WRITTEN TASK:
Reproduce the records below word for word, changing no character.

(Dataset excerpts on object pointing)
######
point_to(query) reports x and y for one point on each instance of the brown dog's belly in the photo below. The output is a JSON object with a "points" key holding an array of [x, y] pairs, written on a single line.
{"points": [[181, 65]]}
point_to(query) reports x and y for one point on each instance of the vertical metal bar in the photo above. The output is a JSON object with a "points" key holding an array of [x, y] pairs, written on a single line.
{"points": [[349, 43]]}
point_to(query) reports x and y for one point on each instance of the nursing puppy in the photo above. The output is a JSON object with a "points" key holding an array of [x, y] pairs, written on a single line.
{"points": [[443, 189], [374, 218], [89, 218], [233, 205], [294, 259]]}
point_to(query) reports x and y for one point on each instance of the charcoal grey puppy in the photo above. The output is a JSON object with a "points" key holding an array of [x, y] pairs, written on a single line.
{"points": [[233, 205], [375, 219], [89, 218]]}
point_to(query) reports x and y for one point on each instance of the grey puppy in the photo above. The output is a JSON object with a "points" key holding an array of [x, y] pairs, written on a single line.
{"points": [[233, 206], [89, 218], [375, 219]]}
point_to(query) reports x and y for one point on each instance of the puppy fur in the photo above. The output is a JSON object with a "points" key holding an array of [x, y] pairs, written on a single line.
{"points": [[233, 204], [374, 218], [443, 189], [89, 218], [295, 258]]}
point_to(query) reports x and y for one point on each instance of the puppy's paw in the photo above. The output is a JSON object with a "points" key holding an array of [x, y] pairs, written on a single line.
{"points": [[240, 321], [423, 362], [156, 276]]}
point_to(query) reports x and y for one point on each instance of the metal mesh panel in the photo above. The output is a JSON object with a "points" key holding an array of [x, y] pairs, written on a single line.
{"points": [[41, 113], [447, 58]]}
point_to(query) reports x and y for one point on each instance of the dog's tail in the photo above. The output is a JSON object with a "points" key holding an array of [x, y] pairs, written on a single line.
######
RESULT FOR THIS TASK:
point_to(query) reports x and y for one point on each instance of the brown dog's belly in the photo below. The output is a JSON object with a "points" key holding an array of [x, y] pairs, written on a single line.
{"points": [[181, 65]]}
point_to(query) reports x and y for one point on each instance of the vertical metal bar in the photo above. The output is a JSON object with a "points" key holding an array of [x, y] pairs, written on a single line.
{"points": [[349, 43]]}
point_to(query) reports x and y for one point on each instance of the nursing puppy in the photo above. The output is a JSON object with a "points" key holding an array of [x, y] pairs, written on a single line.
{"points": [[443, 189], [374, 218], [89, 218], [233, 205], [294, 259]]}
point_to(query) reports x and y for one point on each instance of the charcoal grey puppy in the photo above. The output is a JSON object with a "points" key holding an array of [x, y] pairs, written on a single line.
{"points": [[233, 205], [375, 219], [89, 218]]}
point_to(query) reports x and y for one point on each instance of the grey puppy in the photo above. The output is a JSON object with a "points" key holding an array of [x, y] pairs, written on a single line.
{"points": [[233, 206], [89, 218], [375, 219]]}
point_to(query) reports x and y for one point on each instance of the puppy fur in the photo above. The output is a JSON object with a "points" key holding an array of [x, y] pairs, written on a single line.
{"points": [[233, 204], [374, 218], [443, 189], [89, 218], [295, 258]]}
point_to(query) reports x and y for one point on each instance of the puppy's paw in the photo above. The output is a JSON object with a "points" key holding an array of [x, y] pairs, written on a single line.
{"points": [[240, 321], [423, 362], [156, 276]]}
point_to(query) reports x and y for one point on each instance of the metal mesh panel in the photo above. The output is a JSON object with a "points" key holding an array of [x, y] pairs, written on a single line.
{"points": [[41, 113], [447, 58]]}
point_to(query) reports x and y for one point on each instance of the dog's tail in the photo above. The output is a JSON object with a "points" key holding an array of [x, y] pairs, written on a single line.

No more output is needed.